§ **INFORMATION SHOWN**:
────────

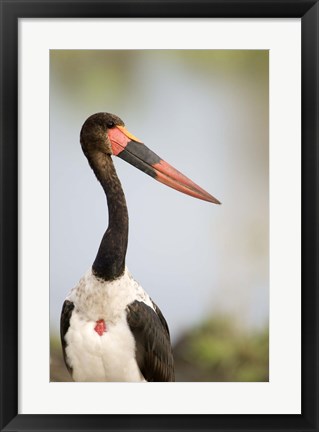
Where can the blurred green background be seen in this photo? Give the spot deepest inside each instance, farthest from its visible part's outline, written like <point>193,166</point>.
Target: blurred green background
<point>207,267</point>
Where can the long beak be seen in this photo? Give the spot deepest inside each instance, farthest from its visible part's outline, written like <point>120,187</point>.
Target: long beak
<point>132,150</point>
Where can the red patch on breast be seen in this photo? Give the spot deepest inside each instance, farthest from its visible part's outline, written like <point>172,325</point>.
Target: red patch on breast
<point>100,327</point>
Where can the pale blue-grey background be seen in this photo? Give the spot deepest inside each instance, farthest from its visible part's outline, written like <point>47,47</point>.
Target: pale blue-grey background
<point>206,113</point>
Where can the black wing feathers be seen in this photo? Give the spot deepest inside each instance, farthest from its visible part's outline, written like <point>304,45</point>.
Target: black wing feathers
<point>153,347</point>
<point>67,309</point>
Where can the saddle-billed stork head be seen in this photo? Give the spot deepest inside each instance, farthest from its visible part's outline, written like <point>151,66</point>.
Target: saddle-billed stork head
<point>106,133</point>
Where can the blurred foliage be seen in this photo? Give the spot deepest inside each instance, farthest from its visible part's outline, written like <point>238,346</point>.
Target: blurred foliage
<point>218,350</point>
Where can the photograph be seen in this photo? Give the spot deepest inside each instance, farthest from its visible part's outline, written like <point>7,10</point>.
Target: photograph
<point>166,280</point>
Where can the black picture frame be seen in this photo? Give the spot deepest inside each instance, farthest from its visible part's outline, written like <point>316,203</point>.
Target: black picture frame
<point>11,11</point>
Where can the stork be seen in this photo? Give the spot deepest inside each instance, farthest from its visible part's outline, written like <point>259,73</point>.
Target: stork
<point>111,330</point>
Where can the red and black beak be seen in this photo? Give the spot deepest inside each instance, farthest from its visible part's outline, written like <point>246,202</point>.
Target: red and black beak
<point>132,150</point>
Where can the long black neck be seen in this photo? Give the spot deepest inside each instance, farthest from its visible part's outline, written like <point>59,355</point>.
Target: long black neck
<point>110,260</point>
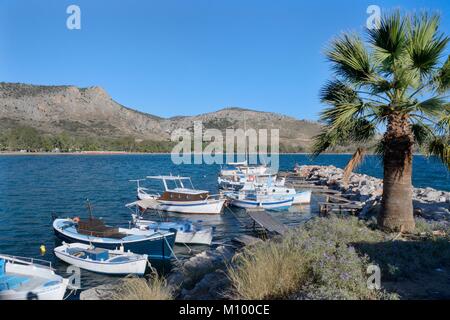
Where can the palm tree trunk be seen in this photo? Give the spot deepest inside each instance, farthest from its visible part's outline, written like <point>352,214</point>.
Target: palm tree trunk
<point>396,205</point>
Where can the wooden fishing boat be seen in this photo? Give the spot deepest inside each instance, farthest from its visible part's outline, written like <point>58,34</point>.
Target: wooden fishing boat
<point>157,244</point>
<point>114,262</point>
<point>182,198</point>
<point>251,200</point>
<point>25,279</point>
<point>187,232</point>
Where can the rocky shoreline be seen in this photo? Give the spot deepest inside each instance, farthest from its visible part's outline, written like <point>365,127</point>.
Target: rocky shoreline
<point>429,203</point>
<point>204,277</point>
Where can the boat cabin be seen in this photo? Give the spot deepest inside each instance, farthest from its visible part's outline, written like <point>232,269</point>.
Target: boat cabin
<point>178,188</point>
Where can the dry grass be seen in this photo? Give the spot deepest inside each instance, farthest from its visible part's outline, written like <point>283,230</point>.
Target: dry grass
<point>269,270</point>
<point>133,288</point>
<point>316,261</point>
<point>354,162</point>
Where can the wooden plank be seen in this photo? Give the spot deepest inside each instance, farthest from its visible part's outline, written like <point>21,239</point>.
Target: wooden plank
<point>341,205</point>
<point>266,221</point>
<point>339,198</point>
<point>246,240</point>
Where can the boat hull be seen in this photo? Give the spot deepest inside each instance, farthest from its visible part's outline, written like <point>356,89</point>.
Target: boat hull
<point>302,197</point>
<point>155,247</point>
<point>193,236</point>
<point>40,283</point>
<point>55,292</point>
<point>136,267</point>
<point>197,237</point>
<point>268,205</point>
<point>187,207</point>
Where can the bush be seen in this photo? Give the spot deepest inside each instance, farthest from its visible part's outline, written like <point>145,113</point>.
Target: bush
<point>315,261</point>
<point>133,288</point>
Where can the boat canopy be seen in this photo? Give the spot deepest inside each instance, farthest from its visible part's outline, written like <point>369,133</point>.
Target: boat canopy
<point>168,178</point>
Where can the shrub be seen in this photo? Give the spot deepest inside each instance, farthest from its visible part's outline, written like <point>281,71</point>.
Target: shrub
<point>315,261</point>
<point>133,288</point>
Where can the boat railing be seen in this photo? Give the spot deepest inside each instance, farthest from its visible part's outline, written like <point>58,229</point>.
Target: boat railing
<point>214,197</point>
<point>152,192</point>
<point>27,261</point>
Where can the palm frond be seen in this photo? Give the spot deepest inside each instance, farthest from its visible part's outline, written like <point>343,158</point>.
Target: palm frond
<point>351,59</point>
<point>443,124</point>
<point>354,162</point>
<point>357,130</point>
<point>442,79</point>
<point>432,107</point>
<point>388,40</point>
<point>426,44</point>
<point>422,133</point>
<point>337,92</point>
<point>440,148</point>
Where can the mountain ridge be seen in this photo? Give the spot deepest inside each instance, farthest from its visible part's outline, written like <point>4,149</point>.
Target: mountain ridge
<point>91,111</point>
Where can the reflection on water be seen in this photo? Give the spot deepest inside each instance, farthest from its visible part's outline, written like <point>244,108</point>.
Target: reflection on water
<point>32,188</point>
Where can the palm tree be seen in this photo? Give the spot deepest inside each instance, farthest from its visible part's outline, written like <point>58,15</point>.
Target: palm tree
<point>396,83</point>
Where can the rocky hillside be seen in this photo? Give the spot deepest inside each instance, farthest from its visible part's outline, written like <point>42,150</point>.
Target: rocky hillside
<point>92,112</point>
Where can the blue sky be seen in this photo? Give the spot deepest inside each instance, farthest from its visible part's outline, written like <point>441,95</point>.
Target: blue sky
<point>185,57</point>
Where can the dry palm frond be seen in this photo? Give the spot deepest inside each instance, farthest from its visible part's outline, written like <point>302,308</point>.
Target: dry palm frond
<point>354,162</point>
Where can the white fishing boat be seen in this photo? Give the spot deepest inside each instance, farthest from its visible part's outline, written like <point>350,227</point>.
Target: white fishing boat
<point>157,244</point>
<point>113,262</point>
<point>29,279</point>
<point>299,197</point>
<point>187,232</point>
<point>181,198</point>
<point>238,181</point>
<point>233,168</point>
<point>250,200</point>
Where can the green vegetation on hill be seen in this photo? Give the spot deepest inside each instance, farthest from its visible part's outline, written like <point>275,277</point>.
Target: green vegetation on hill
<point>30,139</point>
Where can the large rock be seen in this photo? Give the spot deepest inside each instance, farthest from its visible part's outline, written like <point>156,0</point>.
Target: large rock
<point>428,202</point>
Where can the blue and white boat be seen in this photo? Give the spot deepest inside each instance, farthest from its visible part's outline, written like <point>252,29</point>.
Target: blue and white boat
<point>180,197</point>
<point>250,200</point>
<point>113,262</point>
<point>270,188</point>
<point>187,231</point>
<point>157,244</point>
<point>29,279</point>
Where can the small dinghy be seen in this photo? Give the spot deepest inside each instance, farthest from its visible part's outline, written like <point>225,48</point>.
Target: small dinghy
<point>180,197</point>
<point>187,232</point>
<point>300,197</point>
<point>157,244</point>
<point>256,200</point>
<point>29,279</point>
<point>114,262</point>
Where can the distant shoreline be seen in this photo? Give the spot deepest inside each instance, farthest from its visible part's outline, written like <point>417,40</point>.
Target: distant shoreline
<point>111,153</point>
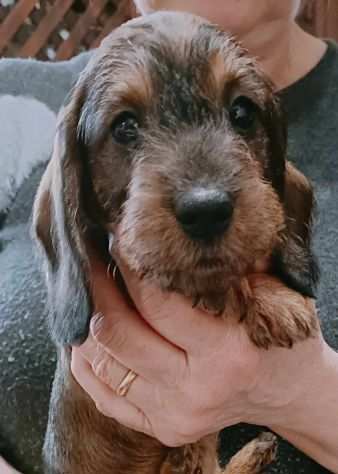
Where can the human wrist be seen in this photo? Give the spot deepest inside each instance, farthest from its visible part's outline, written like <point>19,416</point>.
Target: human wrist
<point>310,421</point>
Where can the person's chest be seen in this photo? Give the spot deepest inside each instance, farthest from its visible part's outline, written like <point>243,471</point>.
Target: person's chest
<point>313,148</point>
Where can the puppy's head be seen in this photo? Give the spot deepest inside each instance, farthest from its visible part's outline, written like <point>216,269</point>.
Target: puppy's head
<point>174,143</point>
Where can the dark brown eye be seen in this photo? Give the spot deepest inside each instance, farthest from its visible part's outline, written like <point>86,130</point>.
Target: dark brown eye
<point>243,114</point>
<point>125,128</point>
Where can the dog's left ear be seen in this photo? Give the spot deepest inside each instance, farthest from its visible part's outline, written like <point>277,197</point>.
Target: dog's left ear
<point>59,225</point>
<point>295,262</point>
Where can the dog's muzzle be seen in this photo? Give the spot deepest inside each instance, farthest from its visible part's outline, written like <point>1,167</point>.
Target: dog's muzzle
<point>204,214</point>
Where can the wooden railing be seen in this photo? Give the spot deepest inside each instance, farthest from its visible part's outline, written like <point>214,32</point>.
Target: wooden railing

────────

§ **AIM**:
Arrange the rows as a JSON list of strings, one per line, starting at the first row and stopping after the line containing "<point>207,267</point>". Omit blank lines and the pictures.

§ **FINAL RESULT**:
[
  "Where can the blurred green background be seen in this photo? Give the spot deepest inside each instance, farthest from its visible part's outline, written like <point>193,166</point>.",
  "Target: blurred green background",
  "<point>207,267</point>"
]